**TASKS TO CARRY OUT:**
(A) Answer these questions from the Sotomayor passage, one line each:
(i) What is the title of the Justice's new book?
(ii) Which graduating class is Bianca Rodriguez listed with?
(iii) How many tickets did Facebook provide for local youth?
(B) Set down the part of the Sotomayor passage starting with "Spanish Teacher Greta" and going on through "can do anything.".

--- Start of PASSAGE TO READ ---

Spanish Teacher Greta Betteo and After School Program and Family/College Programs Director Laura Martinez (who also happens to serve on the East Palo Alto City Council) brought a group of our young women to meet Supreme Court Justice Sonia Sotomayor at the Fox Theater in Redwood City. Each girl got to take home a signed copy of the Justice's new book, My Beloved World. The students had their books personally signed by the Justice! Students also had a chance to chat with our Congresswoman, Anna Eshoo, who serves California's 18th District.
It was so inspirational to be there. She’s a role model to me because she’s overcome so many challenges. I believe that I can do anything.
--Bianca Rodriguez, Class of 2013
The experience was supported by two of our local community partners. Facebook provided 100 tickets for local youth to meet the Justice, including copies of her book. Foundation for a College Education, a fellow member of East Palo Alto College Access Network, gave ten tickets to Phoenix Academy so that we could provide this unforgettable experience for our students.

--- End of PASSAGE TO READ ---
--- Start of PROVIDED DATA ---

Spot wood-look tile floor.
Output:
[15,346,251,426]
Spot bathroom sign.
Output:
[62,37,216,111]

--- End of PROVIDED DATA ---

**ANSWERS BY TASK:**
(A)
(i) My Beloved World
(ii) Class of 2013
(iii) 100

(B)
Spanish Teacher Greta Betteo and After School Program and Family/College Programs Director Laura Martinez (who also happens to serve on the East Palo Alto City Council) brought a group of our young women to meet Supreme Court Justice Sonia Sotomayor at the Fox Theater in Redwood City. Each girl got to take home a signed copy of the Justice's new book, My Beloved World. The students had their books personally signed by the Justice! Students also had a chance to chat with our Congresswoman, Anna Eshoo, who serves California's 18th District.
It was so inspirational to be there. She’s a role model to me because she’s overcome so many challenges. I believe that I can do anything.